Material:
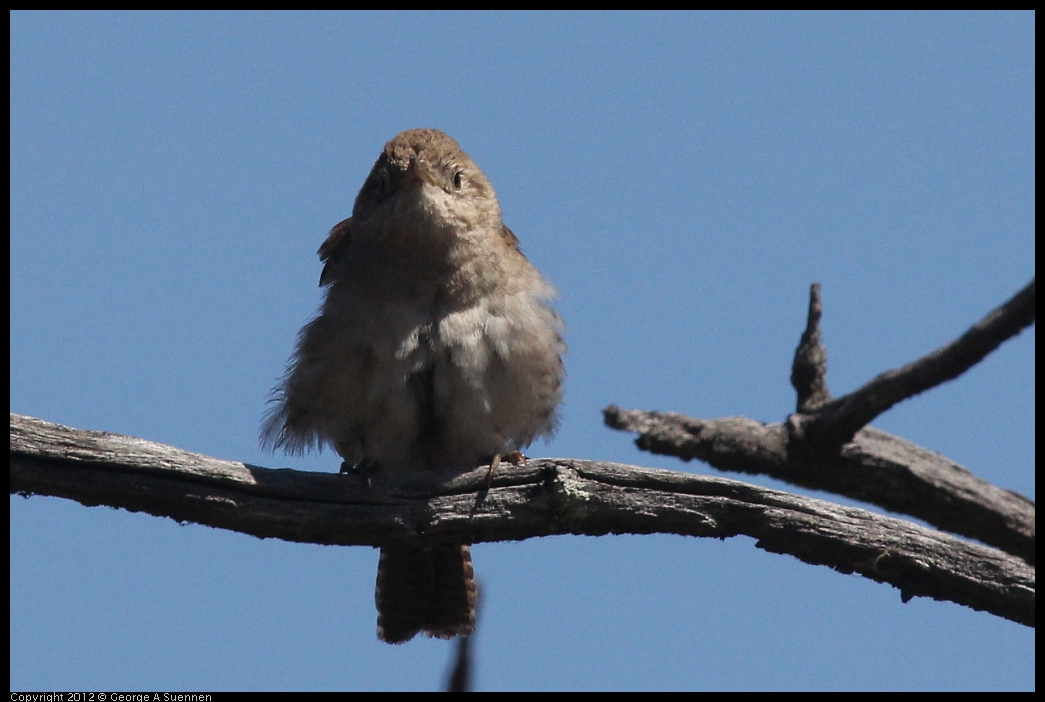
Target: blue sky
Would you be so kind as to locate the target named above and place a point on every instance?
(681, 179)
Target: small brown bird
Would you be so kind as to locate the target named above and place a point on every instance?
(435, 349)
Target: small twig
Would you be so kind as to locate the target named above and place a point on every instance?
(836, 422)
(810, 368)
(539, 498)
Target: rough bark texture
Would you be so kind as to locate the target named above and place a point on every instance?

Exercise details: Recast the rows above as one numbered list with no blank lines, and leave the pictures out.

Exercise solution:
1. Target: blue sky
2. Would you be so kind as to locate the target named above and place a point on every instance?
3. (681, 179)
4. Target: small brown bird
5. Would you be so kind as to locate the target named above and place a point on every instance?
6. (435, 349)
7. Target: small twig
8. Would you be so kind as to locate the target named above and place a point on every instance?
9. (836, 422)
10. (810, 368)
11. (539, 498)
12. Target: rough bark texture
13. Would you be so kind as to locate the target named above and place a point on every instance?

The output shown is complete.